→ What is required
Would you copy every line of the listing below that includes the word "locate"?

→ Dataset excerpts
*-*-*
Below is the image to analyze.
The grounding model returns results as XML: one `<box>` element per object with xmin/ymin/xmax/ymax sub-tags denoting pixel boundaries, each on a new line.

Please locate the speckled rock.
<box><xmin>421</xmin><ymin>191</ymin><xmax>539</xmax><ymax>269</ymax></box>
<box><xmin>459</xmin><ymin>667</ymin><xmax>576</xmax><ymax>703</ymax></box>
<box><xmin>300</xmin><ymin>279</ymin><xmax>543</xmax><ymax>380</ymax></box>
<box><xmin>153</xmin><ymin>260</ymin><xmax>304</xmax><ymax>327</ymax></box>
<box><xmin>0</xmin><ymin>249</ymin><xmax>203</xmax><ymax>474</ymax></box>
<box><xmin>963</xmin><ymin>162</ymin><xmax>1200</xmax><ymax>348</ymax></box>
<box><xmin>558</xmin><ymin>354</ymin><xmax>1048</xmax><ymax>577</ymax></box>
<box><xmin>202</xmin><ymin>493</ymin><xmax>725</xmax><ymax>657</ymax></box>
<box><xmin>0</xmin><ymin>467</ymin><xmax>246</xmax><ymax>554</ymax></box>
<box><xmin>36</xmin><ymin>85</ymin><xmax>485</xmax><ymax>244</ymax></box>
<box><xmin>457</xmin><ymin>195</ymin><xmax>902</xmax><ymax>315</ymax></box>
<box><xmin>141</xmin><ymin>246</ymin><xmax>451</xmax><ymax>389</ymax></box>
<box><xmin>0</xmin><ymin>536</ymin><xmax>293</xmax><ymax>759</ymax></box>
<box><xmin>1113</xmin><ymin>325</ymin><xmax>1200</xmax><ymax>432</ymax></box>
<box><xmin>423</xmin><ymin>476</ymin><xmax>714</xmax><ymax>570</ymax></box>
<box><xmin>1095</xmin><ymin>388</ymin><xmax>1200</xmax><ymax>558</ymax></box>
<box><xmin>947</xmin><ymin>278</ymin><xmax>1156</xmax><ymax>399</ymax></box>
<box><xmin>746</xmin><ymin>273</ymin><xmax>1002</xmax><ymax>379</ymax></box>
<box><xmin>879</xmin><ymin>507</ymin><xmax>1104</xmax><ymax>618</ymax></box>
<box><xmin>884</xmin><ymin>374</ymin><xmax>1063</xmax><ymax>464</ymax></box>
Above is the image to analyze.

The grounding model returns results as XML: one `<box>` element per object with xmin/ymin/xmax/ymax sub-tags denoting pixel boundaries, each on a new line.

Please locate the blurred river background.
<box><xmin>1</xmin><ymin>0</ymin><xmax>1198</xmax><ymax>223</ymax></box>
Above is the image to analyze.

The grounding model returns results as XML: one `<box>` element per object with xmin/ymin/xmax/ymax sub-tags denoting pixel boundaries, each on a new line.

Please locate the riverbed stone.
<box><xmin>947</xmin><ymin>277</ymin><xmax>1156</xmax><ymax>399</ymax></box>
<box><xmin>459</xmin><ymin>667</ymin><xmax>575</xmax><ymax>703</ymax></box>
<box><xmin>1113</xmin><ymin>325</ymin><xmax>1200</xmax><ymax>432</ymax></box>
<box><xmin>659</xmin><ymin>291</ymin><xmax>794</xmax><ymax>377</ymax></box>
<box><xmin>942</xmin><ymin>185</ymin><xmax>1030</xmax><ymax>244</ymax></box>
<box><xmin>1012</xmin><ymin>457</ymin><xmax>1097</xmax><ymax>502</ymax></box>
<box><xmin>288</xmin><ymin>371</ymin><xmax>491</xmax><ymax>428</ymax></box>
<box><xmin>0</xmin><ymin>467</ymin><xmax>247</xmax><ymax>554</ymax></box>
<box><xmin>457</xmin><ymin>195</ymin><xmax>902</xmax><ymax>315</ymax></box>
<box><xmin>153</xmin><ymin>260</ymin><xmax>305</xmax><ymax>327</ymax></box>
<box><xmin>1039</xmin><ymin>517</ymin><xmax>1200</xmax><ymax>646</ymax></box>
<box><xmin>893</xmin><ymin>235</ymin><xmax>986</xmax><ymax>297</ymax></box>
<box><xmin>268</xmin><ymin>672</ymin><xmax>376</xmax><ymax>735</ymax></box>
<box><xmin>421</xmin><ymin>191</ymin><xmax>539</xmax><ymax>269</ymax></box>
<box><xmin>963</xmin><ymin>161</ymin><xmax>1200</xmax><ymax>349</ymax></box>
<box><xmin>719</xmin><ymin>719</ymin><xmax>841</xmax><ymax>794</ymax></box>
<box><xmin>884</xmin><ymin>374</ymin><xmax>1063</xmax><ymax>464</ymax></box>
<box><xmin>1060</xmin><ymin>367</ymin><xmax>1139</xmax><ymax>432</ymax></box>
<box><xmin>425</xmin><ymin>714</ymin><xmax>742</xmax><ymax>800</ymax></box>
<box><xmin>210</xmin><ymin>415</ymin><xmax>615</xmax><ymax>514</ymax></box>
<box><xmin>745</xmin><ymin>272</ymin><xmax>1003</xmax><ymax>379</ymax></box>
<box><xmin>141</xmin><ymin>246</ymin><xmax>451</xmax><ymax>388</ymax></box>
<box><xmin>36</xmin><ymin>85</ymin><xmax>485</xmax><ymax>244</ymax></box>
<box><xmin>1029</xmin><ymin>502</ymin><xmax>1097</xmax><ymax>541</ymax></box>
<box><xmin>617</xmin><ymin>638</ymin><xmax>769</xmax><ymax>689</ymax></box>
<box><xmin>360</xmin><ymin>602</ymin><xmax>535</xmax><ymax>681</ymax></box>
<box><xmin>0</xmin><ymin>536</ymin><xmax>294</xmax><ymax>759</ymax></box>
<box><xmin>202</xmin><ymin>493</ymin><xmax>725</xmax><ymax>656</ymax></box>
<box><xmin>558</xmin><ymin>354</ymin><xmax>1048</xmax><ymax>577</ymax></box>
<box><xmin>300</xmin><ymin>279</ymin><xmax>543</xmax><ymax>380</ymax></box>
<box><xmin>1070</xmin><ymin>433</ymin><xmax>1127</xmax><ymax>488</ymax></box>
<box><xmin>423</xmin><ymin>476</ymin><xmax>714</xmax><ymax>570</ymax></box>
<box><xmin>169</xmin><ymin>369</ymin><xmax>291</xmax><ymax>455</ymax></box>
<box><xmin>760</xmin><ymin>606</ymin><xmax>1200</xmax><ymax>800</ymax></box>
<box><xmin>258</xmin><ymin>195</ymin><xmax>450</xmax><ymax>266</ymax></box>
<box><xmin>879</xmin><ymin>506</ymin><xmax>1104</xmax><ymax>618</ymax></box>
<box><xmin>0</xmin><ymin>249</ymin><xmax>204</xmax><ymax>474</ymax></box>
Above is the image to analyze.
*-*-*
→ Solution to the problem
Please locate the speckled rock.
Please locate the blurred river background.
Please locate the riverbed stone.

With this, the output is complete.